→ **Text under study**
☆ ☆ ☆ ☆ ☆

After waking up and realizing that no one but his loyal valet came to visit him in the hospital, Robert vows to clean up his act and save his father’s now crumbling legacy. With new found vigour he slowly raises Rutherford Industries from the ashes into the massive economic powerhouse it would be today. Personally overseeing and developing such projects as hover technology, portable fusion devices, self drying and fitting clothes, ultra-dehydrated food, dust-repellent paper, and much more, the name Robert Rutherford III becomes a house hold name often mentioned in the same breath as Einstein, Newton, or Stephen Hawking.
Robert Rutherford III’s genius and humanity has inspired mankind to reach further than ever before. For the first time in human history the thought of world peace and universal prosperity doesn’t sound so far fetched. All because of a fateful car accident on October 27, 1985 that forced one of mankind’s greatest geniuses to reevaluate his life.
I saw it on… on a re-run.
Ah, nice fanwank (golfclap).
It was the last movie I saw with my first true love. Fond memories.
What’s a re-run?
Eh, you’re funnier than a screen door on a battleship!
The Blu Ray DVD version of the films just came out (or will be out very soon). Marketing baby!
To keep this more on topic, I credit BTTF with inventing the term Slacker. I know I started using it because of the movie and only found out later it was “hip” in the 90s.
“You mean this sucker is nuclear!”
I love the movie–I was a kid when it came out and thought it was really great. It’s a movie I can watch over and over and never get tired of. But I am nothing compared to some of the die-hard fans out there. They have BTTF costumes, memorabilia–some of them even drive Deloreans. They have pretty much every line in the trilogy memorized. (I never cared for BTTF 2 or 3 all that much myself)
Also, BTTF is constantly gaining new young fans since parents view it as a family-friendly movie. It has action and adventure and humor, without resorting to crudity and over-the-top violence and gore. I’m a teacher and I often discover that some of my students are big BTTF fans.
“Roads? Where we’re going, we don’t need roads.”

☆ ☆ ☆ ☆ ☆

→ **Work request A**
Reproduce word for word the part of the Back to the Future excerpt that begins with the words "I saw it on…" and ends after the words "that much myself)".
→ **Work request B**
List every project that the Back to the Future excerpt names as one Robert Rutherford III personally oversaw and developed.
→ **Work request C**
Write what comes next in the Back to the Future excerpt, following on from its final line.

☆ ☆ ☆ ☆ ☆

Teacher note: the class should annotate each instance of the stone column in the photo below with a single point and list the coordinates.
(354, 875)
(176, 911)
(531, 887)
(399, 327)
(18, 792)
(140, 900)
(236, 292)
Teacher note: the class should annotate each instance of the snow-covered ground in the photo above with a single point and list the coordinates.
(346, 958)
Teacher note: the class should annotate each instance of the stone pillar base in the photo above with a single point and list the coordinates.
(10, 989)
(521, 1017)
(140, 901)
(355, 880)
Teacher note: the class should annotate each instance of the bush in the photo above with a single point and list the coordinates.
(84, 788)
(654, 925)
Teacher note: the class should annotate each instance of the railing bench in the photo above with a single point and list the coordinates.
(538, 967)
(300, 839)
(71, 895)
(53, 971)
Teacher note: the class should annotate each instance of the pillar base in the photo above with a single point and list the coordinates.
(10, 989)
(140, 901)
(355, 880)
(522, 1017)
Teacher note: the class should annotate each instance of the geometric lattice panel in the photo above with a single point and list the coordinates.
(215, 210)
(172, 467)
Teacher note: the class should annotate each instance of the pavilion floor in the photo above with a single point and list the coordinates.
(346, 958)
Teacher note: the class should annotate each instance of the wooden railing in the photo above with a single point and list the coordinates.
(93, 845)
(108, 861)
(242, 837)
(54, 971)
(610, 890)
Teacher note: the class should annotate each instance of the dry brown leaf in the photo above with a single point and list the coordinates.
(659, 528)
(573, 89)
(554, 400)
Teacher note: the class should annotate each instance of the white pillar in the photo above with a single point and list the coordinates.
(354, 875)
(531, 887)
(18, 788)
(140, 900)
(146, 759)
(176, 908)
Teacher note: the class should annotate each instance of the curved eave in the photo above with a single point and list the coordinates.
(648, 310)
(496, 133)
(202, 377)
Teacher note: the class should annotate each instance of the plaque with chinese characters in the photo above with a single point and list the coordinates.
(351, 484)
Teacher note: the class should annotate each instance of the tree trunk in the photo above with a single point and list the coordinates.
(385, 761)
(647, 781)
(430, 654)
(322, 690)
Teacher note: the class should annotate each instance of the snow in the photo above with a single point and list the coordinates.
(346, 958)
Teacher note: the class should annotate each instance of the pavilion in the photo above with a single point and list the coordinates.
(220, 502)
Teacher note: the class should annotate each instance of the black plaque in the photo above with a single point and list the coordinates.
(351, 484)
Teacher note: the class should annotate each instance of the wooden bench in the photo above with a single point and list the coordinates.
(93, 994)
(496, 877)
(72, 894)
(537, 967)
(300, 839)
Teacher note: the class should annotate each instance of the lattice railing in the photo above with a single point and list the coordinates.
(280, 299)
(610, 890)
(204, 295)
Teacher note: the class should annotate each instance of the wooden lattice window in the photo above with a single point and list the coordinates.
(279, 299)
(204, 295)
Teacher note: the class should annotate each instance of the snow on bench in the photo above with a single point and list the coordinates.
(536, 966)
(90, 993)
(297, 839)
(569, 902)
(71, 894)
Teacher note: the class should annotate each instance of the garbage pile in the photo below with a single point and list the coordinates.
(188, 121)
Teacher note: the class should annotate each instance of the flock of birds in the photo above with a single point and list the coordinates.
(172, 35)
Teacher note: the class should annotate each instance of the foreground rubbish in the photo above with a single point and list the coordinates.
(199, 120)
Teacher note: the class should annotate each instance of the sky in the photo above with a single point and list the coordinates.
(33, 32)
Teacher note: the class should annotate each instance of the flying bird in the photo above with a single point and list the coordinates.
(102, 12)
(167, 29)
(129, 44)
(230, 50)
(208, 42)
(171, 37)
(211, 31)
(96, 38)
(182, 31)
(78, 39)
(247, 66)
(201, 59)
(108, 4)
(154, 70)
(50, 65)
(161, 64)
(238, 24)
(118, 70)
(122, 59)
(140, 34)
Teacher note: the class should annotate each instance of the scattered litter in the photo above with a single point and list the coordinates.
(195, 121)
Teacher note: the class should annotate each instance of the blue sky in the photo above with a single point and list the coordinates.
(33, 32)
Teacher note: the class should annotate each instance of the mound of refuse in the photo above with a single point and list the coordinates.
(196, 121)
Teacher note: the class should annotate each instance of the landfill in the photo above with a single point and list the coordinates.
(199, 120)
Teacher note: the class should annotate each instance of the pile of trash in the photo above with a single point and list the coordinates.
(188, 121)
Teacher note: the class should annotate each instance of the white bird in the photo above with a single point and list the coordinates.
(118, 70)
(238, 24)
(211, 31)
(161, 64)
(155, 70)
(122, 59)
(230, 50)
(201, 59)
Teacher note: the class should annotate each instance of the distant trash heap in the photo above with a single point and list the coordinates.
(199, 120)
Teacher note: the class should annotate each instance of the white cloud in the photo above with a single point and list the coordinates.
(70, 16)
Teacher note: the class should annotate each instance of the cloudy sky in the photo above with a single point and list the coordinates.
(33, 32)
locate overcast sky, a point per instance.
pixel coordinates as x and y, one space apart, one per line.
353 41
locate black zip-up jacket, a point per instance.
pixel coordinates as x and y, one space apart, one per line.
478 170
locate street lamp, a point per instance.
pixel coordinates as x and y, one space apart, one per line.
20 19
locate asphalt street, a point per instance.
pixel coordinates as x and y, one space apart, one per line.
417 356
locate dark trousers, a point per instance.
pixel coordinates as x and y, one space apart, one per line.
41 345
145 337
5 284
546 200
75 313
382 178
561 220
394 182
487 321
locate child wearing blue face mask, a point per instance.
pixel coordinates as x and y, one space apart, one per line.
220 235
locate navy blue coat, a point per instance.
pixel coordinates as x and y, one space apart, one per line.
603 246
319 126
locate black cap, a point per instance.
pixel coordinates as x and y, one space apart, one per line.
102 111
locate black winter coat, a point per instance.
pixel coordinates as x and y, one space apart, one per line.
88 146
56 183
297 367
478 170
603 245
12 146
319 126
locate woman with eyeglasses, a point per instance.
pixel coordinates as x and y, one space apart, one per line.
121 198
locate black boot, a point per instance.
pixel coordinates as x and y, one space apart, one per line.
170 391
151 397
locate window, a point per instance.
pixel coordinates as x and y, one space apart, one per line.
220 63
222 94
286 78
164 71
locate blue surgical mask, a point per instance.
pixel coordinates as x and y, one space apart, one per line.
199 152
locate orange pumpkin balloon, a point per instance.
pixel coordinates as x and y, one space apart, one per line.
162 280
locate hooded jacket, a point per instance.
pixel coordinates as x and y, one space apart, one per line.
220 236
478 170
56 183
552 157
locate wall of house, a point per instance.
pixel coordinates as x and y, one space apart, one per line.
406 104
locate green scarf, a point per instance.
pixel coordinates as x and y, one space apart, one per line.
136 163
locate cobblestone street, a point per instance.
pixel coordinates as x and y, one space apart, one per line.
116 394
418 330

☆ ☆ ☆ ☆ ☆

→ **Output A**
I saw it on… on a re-run.
Ah, nice fanwank (golfclap).
It was the last movie I saw with my first true love. Fond memories.
What’s a re-run?
Eh, you’re funnier than a screen door on a battleship!
The Blu Ray DVD version of the films just came out (or will be out very soon). Marketing baby!
To keep this more on topic, I credit BTTF with inventing the term Slacker. I know I started using it because of the movie and only found out later it was “hip” in the 90s.
“You mean this sucker is nuclear!”
I love the movie–I was a kid when it came out and thought it was really great. It’s a movie I can watch over and over and never get tired of. But I am nothing compared to some of the die-hard fans out there. They have BTTF costumes, memorabilia–some of them even drive Deloreans. They have pretty much every line in the trilogy memorized. (I never cared for BTTF 2 or 3 all that much myself)

→ **Output B**
- hover technology
- portable fusion devices
- self drying and fitting clothes
- ultra-dehydrated food
- dust-repellent paper

→ **Output C**
I often teach students using various props and frequently preface my remarks with, “Please excuse the crudity of this model - I didn’t have time to build it to scale or to paint.”
What is special about the films is that in the middle of a glut of mindless 'Eighties teen comedy this one stands out as being clever, well plotted, and eminently quotable. It is one of the few films to successfully integrate science fiction and comedy together effectively; despite all of the technobabble, the film is almost entirely consistent to its self-defined rules. This and Galaxy Quest are the films that the misbegotten Hollywood The Hitchhiker’s Guide to the Galaxy wanted to be. It is a fun enough film that it is superficially enjoyable, while it also has enough pop culture references to be a neat intellectual jigsaw puzzle.
“Oh… one other thing. If you guys ever have kids and one of them when he’s eight years old accidentally sets fire to the living room rug… go easy on him.”
Stranger
This.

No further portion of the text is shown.